# Exercise:
Rewrite only the part of the records that opens with the line containing "Query: dark hardwood floor" and closes with the line containing "[(208, 132), (135, 187), (125, 208), (281, 208), (254, 136)]", substituting "oak" for every "hardwood" and keeping everything else the same.

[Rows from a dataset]
[start]
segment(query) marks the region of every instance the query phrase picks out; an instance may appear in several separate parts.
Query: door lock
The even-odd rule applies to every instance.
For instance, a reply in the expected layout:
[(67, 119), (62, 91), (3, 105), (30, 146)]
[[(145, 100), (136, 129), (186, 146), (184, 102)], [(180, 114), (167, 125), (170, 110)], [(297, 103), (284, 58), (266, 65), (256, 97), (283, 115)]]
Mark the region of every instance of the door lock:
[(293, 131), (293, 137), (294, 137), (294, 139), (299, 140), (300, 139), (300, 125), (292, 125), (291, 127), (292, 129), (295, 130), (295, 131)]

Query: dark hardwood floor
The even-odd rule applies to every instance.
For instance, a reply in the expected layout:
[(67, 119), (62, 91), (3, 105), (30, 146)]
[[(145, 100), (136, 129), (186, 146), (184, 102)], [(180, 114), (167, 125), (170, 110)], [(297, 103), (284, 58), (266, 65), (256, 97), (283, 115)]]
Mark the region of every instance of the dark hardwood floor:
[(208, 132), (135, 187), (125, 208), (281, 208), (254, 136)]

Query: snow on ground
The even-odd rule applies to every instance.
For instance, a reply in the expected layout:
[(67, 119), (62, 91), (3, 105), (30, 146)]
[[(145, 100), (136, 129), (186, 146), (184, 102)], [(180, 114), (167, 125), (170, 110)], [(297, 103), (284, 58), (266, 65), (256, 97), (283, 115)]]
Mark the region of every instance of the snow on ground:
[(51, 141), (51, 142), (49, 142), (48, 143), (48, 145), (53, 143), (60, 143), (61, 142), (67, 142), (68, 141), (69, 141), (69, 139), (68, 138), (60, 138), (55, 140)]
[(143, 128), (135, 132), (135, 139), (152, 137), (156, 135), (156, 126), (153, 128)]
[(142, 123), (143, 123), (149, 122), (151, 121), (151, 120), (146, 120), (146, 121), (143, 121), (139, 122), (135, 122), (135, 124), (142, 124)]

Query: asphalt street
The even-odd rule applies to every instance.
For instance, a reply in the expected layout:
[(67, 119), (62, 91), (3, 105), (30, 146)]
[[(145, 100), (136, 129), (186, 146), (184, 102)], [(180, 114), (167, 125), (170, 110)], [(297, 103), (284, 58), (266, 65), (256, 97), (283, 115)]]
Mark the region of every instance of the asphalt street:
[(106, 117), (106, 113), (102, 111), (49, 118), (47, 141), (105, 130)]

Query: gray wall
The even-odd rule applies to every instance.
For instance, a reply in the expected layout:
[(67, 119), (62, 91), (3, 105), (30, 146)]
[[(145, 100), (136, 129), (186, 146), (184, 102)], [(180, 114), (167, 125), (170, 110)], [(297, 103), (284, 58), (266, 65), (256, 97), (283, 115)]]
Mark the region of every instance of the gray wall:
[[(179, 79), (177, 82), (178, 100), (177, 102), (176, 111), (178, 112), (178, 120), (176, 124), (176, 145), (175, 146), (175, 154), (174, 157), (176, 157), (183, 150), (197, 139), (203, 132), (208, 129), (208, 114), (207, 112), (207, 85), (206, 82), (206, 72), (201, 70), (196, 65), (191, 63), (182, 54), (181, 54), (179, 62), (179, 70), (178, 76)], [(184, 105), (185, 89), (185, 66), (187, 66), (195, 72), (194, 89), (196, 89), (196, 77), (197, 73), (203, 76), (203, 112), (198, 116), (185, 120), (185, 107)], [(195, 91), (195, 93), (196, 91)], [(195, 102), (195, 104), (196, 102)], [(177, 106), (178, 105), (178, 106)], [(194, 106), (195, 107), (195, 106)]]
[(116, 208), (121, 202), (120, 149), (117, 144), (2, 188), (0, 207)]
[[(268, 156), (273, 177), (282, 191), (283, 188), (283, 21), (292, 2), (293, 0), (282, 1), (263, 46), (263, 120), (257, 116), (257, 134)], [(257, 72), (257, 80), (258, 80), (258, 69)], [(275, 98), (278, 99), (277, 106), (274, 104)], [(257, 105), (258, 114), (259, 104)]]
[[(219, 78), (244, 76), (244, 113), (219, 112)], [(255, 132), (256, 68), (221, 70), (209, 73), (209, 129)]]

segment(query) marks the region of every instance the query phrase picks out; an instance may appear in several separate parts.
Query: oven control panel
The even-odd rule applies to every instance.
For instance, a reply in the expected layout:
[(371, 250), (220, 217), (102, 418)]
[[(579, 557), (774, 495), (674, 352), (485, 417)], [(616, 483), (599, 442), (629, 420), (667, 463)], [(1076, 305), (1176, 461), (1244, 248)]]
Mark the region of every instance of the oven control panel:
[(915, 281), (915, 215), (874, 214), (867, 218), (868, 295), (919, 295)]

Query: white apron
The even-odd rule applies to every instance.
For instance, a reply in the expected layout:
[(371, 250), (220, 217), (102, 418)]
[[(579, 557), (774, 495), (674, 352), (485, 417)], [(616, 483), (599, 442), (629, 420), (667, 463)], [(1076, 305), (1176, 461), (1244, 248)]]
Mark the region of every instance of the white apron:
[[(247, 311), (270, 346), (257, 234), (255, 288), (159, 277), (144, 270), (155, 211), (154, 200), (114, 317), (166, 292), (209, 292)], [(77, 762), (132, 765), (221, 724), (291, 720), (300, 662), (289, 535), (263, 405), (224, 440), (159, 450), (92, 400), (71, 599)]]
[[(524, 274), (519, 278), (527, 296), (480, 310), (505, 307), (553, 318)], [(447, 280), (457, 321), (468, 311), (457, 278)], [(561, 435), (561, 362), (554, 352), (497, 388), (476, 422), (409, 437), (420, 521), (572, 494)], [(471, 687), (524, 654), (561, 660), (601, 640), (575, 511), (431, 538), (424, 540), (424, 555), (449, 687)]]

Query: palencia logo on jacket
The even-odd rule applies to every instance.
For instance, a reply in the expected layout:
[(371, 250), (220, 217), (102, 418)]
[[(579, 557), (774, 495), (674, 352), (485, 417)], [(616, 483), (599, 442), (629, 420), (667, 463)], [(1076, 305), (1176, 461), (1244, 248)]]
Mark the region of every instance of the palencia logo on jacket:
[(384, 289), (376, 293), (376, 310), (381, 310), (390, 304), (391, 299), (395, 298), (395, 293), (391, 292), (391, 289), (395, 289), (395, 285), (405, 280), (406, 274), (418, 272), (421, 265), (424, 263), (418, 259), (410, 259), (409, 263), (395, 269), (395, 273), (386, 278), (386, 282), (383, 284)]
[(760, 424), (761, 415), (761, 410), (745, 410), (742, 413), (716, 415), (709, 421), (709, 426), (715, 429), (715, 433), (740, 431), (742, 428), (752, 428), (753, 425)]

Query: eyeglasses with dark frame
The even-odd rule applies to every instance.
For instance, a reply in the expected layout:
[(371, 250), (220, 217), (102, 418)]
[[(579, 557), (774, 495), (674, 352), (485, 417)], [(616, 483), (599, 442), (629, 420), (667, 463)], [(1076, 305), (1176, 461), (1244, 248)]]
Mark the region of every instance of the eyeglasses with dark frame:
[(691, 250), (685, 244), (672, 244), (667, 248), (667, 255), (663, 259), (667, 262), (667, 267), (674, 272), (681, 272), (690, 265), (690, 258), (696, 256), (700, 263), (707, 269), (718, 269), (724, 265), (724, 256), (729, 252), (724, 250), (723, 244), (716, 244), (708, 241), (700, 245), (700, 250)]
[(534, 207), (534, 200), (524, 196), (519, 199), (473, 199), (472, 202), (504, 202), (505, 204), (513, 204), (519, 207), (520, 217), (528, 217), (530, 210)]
[end]
# Answer to this exercise:
Query: dark oak floor
The even-odd rule applies to every instance.
For instance, a reply in the expected layout:
[(67, 119), (62, 91), (3, 105), (30, 146)]
[[(145, 100), (136, 129), (186, 146), (184, 102)], [(180, 114), (167, 125), (170, 110)], [(297, 103), (284, 58), (266, 65), (256, 97), (283, 115)]]
Mark the region of every instance of the dark oak floor:
[(208, 132), (135, 187), (125, 208), (281, 208), (254, 136)]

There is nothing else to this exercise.